» **What the task asks**
Could the whole of the data below be written out verbatim?

Referring expression pointing data
○ ○ ○
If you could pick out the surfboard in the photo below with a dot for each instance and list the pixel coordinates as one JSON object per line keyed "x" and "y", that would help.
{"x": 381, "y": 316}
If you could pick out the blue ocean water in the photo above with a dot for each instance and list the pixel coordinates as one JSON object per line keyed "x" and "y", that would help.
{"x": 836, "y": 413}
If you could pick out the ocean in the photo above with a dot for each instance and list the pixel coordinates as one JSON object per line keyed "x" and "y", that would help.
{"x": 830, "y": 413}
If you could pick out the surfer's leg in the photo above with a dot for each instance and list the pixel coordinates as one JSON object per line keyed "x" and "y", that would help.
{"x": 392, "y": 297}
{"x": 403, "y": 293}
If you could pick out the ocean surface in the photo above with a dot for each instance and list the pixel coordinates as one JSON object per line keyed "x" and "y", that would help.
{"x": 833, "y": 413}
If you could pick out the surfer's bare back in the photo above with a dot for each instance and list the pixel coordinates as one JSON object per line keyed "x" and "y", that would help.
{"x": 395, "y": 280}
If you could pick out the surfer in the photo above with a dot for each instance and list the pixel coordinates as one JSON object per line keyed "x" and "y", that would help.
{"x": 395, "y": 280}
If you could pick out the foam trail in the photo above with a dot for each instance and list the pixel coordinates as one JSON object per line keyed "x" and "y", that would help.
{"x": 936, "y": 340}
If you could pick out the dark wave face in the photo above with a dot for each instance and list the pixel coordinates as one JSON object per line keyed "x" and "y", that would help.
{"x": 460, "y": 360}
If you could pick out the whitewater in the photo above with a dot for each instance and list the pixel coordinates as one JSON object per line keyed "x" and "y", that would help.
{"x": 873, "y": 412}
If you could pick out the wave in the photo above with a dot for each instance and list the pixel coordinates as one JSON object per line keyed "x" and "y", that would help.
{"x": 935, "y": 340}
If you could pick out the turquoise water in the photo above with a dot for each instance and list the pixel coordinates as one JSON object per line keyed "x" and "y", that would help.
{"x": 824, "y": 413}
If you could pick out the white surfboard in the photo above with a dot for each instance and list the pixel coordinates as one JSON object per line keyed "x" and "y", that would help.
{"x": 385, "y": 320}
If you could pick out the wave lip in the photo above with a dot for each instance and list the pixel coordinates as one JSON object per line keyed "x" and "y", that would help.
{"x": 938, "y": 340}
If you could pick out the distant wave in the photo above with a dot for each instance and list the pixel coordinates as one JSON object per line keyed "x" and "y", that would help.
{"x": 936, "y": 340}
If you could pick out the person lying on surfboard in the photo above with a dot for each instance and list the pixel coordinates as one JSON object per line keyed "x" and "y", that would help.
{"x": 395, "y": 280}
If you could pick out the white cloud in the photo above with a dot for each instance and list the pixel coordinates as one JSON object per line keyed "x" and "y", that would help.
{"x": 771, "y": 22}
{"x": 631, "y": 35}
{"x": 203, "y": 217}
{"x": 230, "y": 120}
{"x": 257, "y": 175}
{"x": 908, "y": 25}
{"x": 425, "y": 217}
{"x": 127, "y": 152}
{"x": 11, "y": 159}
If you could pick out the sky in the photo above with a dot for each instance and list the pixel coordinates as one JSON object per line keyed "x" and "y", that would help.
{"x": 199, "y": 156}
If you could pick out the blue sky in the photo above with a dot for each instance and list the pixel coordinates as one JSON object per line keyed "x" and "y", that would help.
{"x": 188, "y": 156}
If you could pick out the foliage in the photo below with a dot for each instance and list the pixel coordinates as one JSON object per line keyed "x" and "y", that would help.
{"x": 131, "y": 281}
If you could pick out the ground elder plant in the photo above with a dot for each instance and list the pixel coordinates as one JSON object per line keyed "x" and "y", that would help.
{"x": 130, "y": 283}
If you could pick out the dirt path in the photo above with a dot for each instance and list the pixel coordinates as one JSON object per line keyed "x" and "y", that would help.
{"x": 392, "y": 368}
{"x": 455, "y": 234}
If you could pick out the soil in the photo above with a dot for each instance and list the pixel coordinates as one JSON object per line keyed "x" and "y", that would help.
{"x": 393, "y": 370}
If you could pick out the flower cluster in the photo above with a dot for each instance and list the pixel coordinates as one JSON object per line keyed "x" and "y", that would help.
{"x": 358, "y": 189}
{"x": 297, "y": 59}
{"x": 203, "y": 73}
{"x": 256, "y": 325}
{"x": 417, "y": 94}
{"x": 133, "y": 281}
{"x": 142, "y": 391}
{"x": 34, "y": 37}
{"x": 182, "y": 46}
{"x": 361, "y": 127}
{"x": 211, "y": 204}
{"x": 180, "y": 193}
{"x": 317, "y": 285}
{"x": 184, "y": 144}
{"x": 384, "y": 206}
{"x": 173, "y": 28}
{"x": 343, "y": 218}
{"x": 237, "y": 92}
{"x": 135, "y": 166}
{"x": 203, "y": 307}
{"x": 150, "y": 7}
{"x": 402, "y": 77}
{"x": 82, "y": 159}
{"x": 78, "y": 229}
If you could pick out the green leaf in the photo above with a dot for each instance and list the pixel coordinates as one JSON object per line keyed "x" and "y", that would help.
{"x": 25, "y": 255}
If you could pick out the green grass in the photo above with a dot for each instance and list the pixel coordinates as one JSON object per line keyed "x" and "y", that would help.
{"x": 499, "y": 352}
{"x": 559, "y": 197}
○ ○ ○
» **Your solution**
If you could pick out the surfboard in the photo below with a dot for each instance and list the pixel coordinates as one JSON object per line keyed "x" and "y", that would help.
{"x": 381, "y": 316}
If you could pick out the blue ocean water in the photo above with a dot for each instance and list the pixel coordinates as one JSON object per line keyed "x" and "y", that would help.
{"x": 836, "y": 413}
If you could pick out the ocean in the photo above with a dot for each instance and list the pixel coordinates as one JSON object per line keyed "x" and "y", that would help.
{"x": 830, "y": 413}
If you could pick out the surfer's leg in the photo above with a dot for each instance and list the pixel coordinates as one JSON object per line keyed "x" and "y", that would help.
{"x": 392, "y": 297}
{"x": 403, "y": 293}
If you could pick out the ocean surface in the photo above with a dot for each instance and list the pixel coordinates as one JSON object per line keyed "x" and "y", that would help.
{"x": 833, "y": 413}
If you could pick out the surfer's bare back in the photo above with a dot for each instance and list the pixel coordinates as one JSON object per line keyed "x" and "y", that would help.
{"x": 395, "y": 280}
If you could pick out the surfer in the photo above with a dot for each instance and list the pixel coordinates as one JSON object per line keyed "x" and "y", that would help.
{"x": 395, "y": 280}
If you could pick out the foam trail in the photo above with a dot for each instance and list the pixel coordinates as one JSON object per line keyed "x" and "y", that would help.
{"x": 936, "y": 340}
If you could pick out the dark wave face in the photo above with a dot for each instance and list the pixel coordinates as one JSON object per line keyed "x" and "y", that would help.
{"x": 460, "y": 360}
If you could pick out the whitewater in the photo above with a dot for each instance and list the pixel coordinates as one JSON object per line keyed "x" and "y", that would help.
{"x": 873, "y": 412}
If you could pick out the wave in the photo above with a dot for each instance and list the pixel coordinates as one JSON object per line keyed "x" and "y", that would help.
{"x": 935, "y": 340}
If you could pick out the turquoise water in the photo above with a dot for each instance and list the pixel coordinates as one JSON object per line keyed "x" and "y", that would help.
{"x": 824, "y": 413}
If you could pick out the white surfboard in the photo above with a dot for each instance and list the pixel coordinates as one JSON object per line keyed "x" and "y", that would help.
{"x": 385, "y": 320}
If you could pick out the wave lip in the photo above with a dot for each instance and list the pixel coordinates as one JSON object per line keyed "x" and "y", that would help.
{"x": 938, "y": 340}
If you could pick out the distant wave in the photo above with a dot for each instance and list the pixel coordinates as one JSON object per line keyed "x" and "y", that would help.
{"x": 936, "y": 340}
If you could pick out the person lying on surfboard in the photo above with a dot for each instance and list the pixel coordinates as one JSON object per line keyed "x" and "y", that would help.
{"x": 395, "y": 280}
If you could pick out the white cloud in the photo above with a dot for each instance and list the pixel coordinates as one JSON object per line keyed "x" and "y", that would help.
{"x": 771, "y": 22}
{"x": 631, "y": 35}
{"x": 203, "y": 217}
{"x": 230, "y": 120}
{"x": 257, "y": 175}
{"x": 908, "y": 25}
{"x": 425, "y": 217}
{"x": 127, "y": 152}
{"x": 11, "y": 159}
If you could pick out the sky in the photo above with a dot for each instance and list the pixel coordinates as one JSON object per line keyed "x" and "y", that would help.
{"x": 199, "y": 156}
If you could pick out the blue sky in the photo above with a dot for each instance and list the pixel coordinates as one JSON object per line keyed "x" and "y", that would help.
{"x": 188, "y": 156}
If you could pick out the foliage in the photo below with a dot for each instance and list the pixel coordinates as one JSON object per line keyed "x" and "y", that would help.
{"x": 131, "y": 281}
If you could pick out the ground elder plant in the photo above with a dot for each instance and list the pixel coordinates as one JSON object per line keyed "x" and "y", that would help.
{"x": 130, "y": 283}
If you could pick out the dirt path in the photo above with a dot for each instance and list the pixel coordinates as one JSON object per line keyed "x" and "y", that would help.
{"x": 392, "y": 368}
{"x": 455, "y": 234}
If you could pick out the soil in the photo above with a dot for each instance and list the pixel coordinates as one JSON object per line keyed "x" and "y", that would help.
{"x": 393, "y": 370}
If you could pick out the flower cluster in the photo above with a dot for each instance and list the pixel coordinates as one JSON object per line keyed "x" and "y", that would help.
{"x": 358, "y": 189}
{"x": 297, "y": 59}
{"x": 203, "y": 73}
{"x": 256, "y": 325}
{"x": 417, "y": 94}
{"x": 133, "y": 281}
{"x": 142, "y": 391}
{"x": 34, "y": 37}
{"x": 182, "y": 46}
{"x": 361, "y": 127}
{"x": 211, "y": 204}
{"x": 180, "y": 193}
{"x": 317, "y": 285}
{"x": 184, "y": 144}
{"x": 384, "y": 206}
{"x": 173, "y": 28}
{"x": 343, "y": 218}
{"x": 237, "y": 92}
{"x": 135, "y": 166}
{"x": 203, "y": 307}
{"x": 150, "y": 7}
{"x": 402, "y": 77}
{"x": 82, "y": 159}
{"x": 78, "y": 229}
If you could pick out the green leaf in the photo above with a dot for each instance and list the pixel coordinates as one JSON object per line keyed "x" and "y", that would help.
{"x": 25, "y": 255}
If you could pick out the green grass in the photo above with a dot for each instance and list the pixel coordinates as one JSON object per line keyed "x" and "y", that would help.
{"x": 499, "y": 352}
{"x": 559, "y": 197}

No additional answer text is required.